◆ **ENTRIES PROVIDED**
·····

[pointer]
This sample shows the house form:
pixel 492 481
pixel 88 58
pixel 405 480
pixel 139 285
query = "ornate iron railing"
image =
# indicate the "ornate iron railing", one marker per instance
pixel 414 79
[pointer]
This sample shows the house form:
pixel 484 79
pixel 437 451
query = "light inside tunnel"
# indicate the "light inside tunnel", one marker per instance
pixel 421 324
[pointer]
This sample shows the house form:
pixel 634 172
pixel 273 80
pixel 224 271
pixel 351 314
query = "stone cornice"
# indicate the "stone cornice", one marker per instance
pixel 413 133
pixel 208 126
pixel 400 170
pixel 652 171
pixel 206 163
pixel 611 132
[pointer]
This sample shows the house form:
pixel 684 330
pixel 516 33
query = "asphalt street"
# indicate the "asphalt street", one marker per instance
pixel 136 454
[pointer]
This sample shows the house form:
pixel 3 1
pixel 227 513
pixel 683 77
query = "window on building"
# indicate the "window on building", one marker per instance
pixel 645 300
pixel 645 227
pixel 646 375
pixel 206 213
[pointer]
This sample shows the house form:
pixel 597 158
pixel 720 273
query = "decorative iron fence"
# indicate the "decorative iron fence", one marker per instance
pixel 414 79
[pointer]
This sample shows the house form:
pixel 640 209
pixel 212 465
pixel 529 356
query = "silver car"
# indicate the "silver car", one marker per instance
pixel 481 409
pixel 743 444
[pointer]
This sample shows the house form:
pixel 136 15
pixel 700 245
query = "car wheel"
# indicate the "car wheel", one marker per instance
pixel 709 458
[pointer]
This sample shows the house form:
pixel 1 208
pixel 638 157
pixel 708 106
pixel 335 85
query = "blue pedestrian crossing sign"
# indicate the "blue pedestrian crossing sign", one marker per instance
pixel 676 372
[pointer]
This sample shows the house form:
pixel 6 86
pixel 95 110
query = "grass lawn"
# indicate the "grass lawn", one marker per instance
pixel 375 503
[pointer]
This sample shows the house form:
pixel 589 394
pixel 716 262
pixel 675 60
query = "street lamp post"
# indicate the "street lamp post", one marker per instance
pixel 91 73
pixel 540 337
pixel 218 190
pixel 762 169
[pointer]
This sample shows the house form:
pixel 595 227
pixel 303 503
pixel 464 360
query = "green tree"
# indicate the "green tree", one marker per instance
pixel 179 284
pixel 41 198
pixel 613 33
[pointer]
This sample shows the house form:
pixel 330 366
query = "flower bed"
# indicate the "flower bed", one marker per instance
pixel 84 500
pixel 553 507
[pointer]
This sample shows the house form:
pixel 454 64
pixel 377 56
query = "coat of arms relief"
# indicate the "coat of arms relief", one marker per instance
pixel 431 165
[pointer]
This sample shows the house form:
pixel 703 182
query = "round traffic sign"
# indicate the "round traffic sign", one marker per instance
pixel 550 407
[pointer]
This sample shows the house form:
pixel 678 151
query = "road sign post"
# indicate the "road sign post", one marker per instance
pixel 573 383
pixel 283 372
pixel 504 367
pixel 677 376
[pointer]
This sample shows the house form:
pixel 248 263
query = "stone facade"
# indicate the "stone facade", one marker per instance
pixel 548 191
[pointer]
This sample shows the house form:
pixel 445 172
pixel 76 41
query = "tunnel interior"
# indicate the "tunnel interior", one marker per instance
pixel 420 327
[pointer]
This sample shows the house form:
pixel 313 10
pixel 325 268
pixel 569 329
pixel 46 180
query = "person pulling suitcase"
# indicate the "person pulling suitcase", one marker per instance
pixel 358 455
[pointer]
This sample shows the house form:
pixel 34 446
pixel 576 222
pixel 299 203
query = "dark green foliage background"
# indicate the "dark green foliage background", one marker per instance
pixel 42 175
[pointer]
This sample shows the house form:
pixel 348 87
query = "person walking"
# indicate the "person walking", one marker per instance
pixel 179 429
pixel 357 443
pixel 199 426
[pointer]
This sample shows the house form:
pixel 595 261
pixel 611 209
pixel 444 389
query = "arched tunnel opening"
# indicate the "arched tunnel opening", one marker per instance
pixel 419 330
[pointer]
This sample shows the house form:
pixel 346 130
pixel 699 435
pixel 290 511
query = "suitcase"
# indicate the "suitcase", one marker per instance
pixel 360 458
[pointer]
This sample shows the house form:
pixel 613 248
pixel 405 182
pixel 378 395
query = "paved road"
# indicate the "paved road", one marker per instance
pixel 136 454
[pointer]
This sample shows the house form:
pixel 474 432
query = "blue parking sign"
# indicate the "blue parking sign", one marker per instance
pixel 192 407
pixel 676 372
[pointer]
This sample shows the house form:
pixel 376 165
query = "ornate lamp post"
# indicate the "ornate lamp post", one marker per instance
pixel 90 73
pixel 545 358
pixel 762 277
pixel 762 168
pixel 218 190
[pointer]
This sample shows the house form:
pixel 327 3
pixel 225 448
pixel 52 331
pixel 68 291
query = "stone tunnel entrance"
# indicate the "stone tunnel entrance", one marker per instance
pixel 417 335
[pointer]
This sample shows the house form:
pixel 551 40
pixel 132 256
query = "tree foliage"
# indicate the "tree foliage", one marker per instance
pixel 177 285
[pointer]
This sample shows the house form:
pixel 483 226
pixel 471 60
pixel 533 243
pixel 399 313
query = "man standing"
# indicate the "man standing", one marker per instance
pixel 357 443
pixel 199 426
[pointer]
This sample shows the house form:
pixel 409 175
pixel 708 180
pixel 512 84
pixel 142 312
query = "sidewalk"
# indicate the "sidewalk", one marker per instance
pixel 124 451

·····

Repeat the material above in full, quoting it exactly.

◆ **ANSWER TO THIS PROBLEM**
[pointer]
This sample shows the house form:
pixel 492 481
pixel 88 58
pixel 405 480
pixel 139 285
query = "ornate iron railing"
image =
# indicate the "ornate iron railing", one marker per instance
pixel 414 79
[pointer]
This sample shows the house form:
pixel 484 79
pixel 437 451
query = "light inside tunnel"
# indicate the "light inside tunnel", one marker per instance
pixel 421 324
[pointer]
This sample shows the house form:
pixel 634 172
pixel 273 80
pixel 224 271
pixel 351 314
query = "stone cornice"
# indicate the "stone cornice", one marker per instance
pixel 413 133
pixel 208 126
pixel 400 170
pixel 652 171
pixel 206 163
pixel 611 132
[pointer]
This sample shows the house form:
pixel 684 330
pixel 516 33
query = "asphalt street"
# indicate the "asphalt street", one marker per instance
pixel 136 454
[pointer]
This sample shows the house form:
pixel 3 1
pixel 227 513
pixel 683 77
query = "window on building"
# indicate the "window on building", one marker per instance
pixel 645 300
pixel 645 227
pixel 646 375
pixel 206 213
[pointer]
This sample shows the house form:
pixel 597 158
pixel 720 273
query = "decorative iron fence"
# indicate the "decorative iron fence", one marker per instance
pixel 414 79
[pointer]
This sample shows the house form:
pixel 640 209
pixel 212 465
pixel 529 356
query = "silver car"
# indicate the "silver car", one marker per instance
pixel 481 409
pixel 743 444
[pointer]
This sample shows the house form:
pixel 136 15
pixel 700 245
query = "car wheel"
# indicate the "car wheel", one marker per instance
pixel 709 458
[pointer]
This sample shows the house form:
pixel 1 208
pixel 638 157
pixel 708 106
pixel 335 85
query = "blue pedestrian crossing sign"
# indicate the "blue pedestrian crossing sign", one marker per instance
pixel 676 372
[pointer]
This sample shows the house form:
pixel 6 86
pixel 95 110
query = "grass lawn"
# indicate the "grass lawn", one marker per instance
pixel 375 503
[pointer]
This sample shows the house form:
pixel 589 394
pixel 716 262
pixel 675 60
query = "street lamp post"
# indicate the "street lamp post", one marker per instance
pixel 91 73
pixel 540 337
pixel 218 190
pixel 762 169
[pointer]
This sample shows the house form:
pixel 595 227
pixel 303 503
pixel 464 360
query = "green tree"
# indicate the "green tree", one marker per instance
pixel 179 284
pixel 41 198
pixel 613 33
[pointer]
This sample shows the house form:
pixel 330 366
query = "flower bed"
# indicate the "flower bed", one marker per instance
pixel 84 500
pixel 553 507
[pointer]
This sample shows the house form:
pixel 454 64
pixel 377 56
query = "coat of arms relief"
# indicate the "coat of arms relief", one marker per instance
pixel 431 165
[pointer]
This sample shows the house form:
pixel 703 182
query = "round traffic sign"
# indicate the "round traffic sign", one marker per instance
pixel 550 407
[pointer]
This sample shows the house form:
pixel 678 151
query = "road sign post"
# indicate the "road sign post", one marker per instance
pixel 573 383
pixel 283 372
pixel 504 367
pixel 677 376
[pointer]
This sample shows the house form:
pixel 248 263
query = "stone facade"
# indicate the "stone facade", one marker per instance
pixel 548 191
[pointer]
This sample shows the house form:
pixel 445 172
pixel 76 41
query = "tunnel interior"
# indicate the "tunnel interior", one marker per instance
pixel 420 327
[pointer]
This sample shows the house form:
pixel 313 10
pixel 325 268
pixel 569 329
pixel 46 180
query = "person pulling suitcase"
# indicate the "person pulling suitcase", one marker per instance
pixel 358 455
[pointer]
This sample shows the house form:
pixel 34 446
pixel 576 222
pixel 299 203
query = "dark green foliage background"
# indicate the "dark green foliage background", one marker per instance
pixel 42 175
[pointer]
This sample shows the house form:
pixel 348 87
query = "person walking"
# indicate the "person walking", one marker per instance
pixel 179 429
pixel 357 443
pixel 199 426
[pointer]
This sample shows the house form:
pixel 595 261
pixel 611 209
pixel 444 389
query = "arched tunnel opening"
# indicate the "arched tunnel opening", one marker per instance
pixel 419 330
[pointer]
This sample shows the house form:
pixel 346 130
pixel 699 435
pixel 290 511
query = "suitcase"
# indicate the "suitcase", one marker per instance
pixel 360 458
[pointer]
This sample shows the house form:
pixel 613 248
pixel 405 182
pixel 378 395
query = "paved road"
# indicate the "paved road", one marker per instance
pixel 136 454
[pointer]
This sample shows the house form:
pixel 474 432
query = "blue parking sign"
# indicate the "blue parking sign", one marker per instance
pixel 192 407
pixel 676 372
[pointer]
This sample shows the house form:
pixel 376 165
query = "ornate lamp post"
# indicate the "ornate lamp post", one marker per instance
pixel 90 73
pixel 545 358
pixel 762 277
pixel 762 168
pixel 218 190
[pointer]
This sample shows the house form:
pixel 327 3
pixel 225 448
pixel 52 331
pixel 68 291
query = "stone tunnel entrance"
# indicate the "stone tunnel entrance", one marker per instance
pixel 417 335
[pointer]
This sample shows the house form:
pixel 551 40
pixel 132 256
query = "tree foliage"
# indicate the "tree foliage", one marker per instance
pixel 177 285
[pointer]
This sample shows the house form:
pixel 483 226
pixel 471 60
pixel 533 243
pixel 399 313
query = "man standing"
# indicate the "man standing", one marker per instance
pixel 357 443
pixel 199 426
[pointer]
This sample shows the house form:
pixel 409 175
pixel 708 180
pixel 512 84
pixel 142 312
query = "sidewalk"
# indicate the "sidewalk", one marker per instance
pixel 124 451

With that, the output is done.